--- begin Records for processing ---

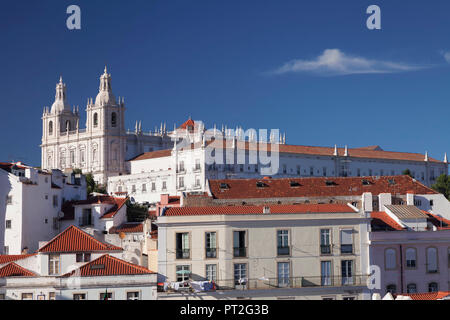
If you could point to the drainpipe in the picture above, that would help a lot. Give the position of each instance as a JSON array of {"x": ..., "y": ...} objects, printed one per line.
[{"x": 401, "y": 269}]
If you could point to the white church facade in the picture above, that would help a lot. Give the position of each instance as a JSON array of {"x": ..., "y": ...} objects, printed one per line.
[{"x": 145, "y": 165}]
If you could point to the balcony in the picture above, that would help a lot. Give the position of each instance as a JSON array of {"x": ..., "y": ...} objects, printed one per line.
[
  {"x": 325, "y": 249},
  {"x": 292, "y": 283},
  {"x": 240, "y": 252},
  {"x": 283, "y": 251},
  {"x": 183, "y": 254},
  {"x": 346, "y": 248},
  {"x": 211, "y": 252}
]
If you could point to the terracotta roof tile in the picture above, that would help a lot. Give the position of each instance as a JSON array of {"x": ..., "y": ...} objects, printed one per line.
[
  {"x": 381, "y": 221},
  {"x": 14, "y": 270},
  {"x": 427, "y": 295},
  {"x": 274, "y": 209},
  {"x": 128, "y": 227},
  {"x": 107, "y": 265},
  {"x": 10, "y": 258},
  {"x": 315, "y": 187},
  {"x": 74, "y": 239}
]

--- end Records for processing ---

▸ **Task goal**
Please rewrite everything above, from the line containing "If you could point to the terracotta" down to the last line, as a numbered list with blank lines omitted.

▸ **Reply**
1. If you could point to the terracotta roof tile in the picture above, that would help a lot. Give the position of each instance as a JSON array of {"x": ..., "y": ...} objects, printed one per line.
2. [
3.   {"x": 381, "y": 221},
4.   {"x": 14, "y": 270},
5.   {"x": 427, "y": 295},
6.   {"x": 274, "y": 209},
7.   {"x": 128, "y": 227},
8.   {"x": 107, "y": 265},
9.   {"x": 10, "y": 258},
10.   {"x": 315, "y": 187},
11.   {"x": 74, "y": 239}
12. ]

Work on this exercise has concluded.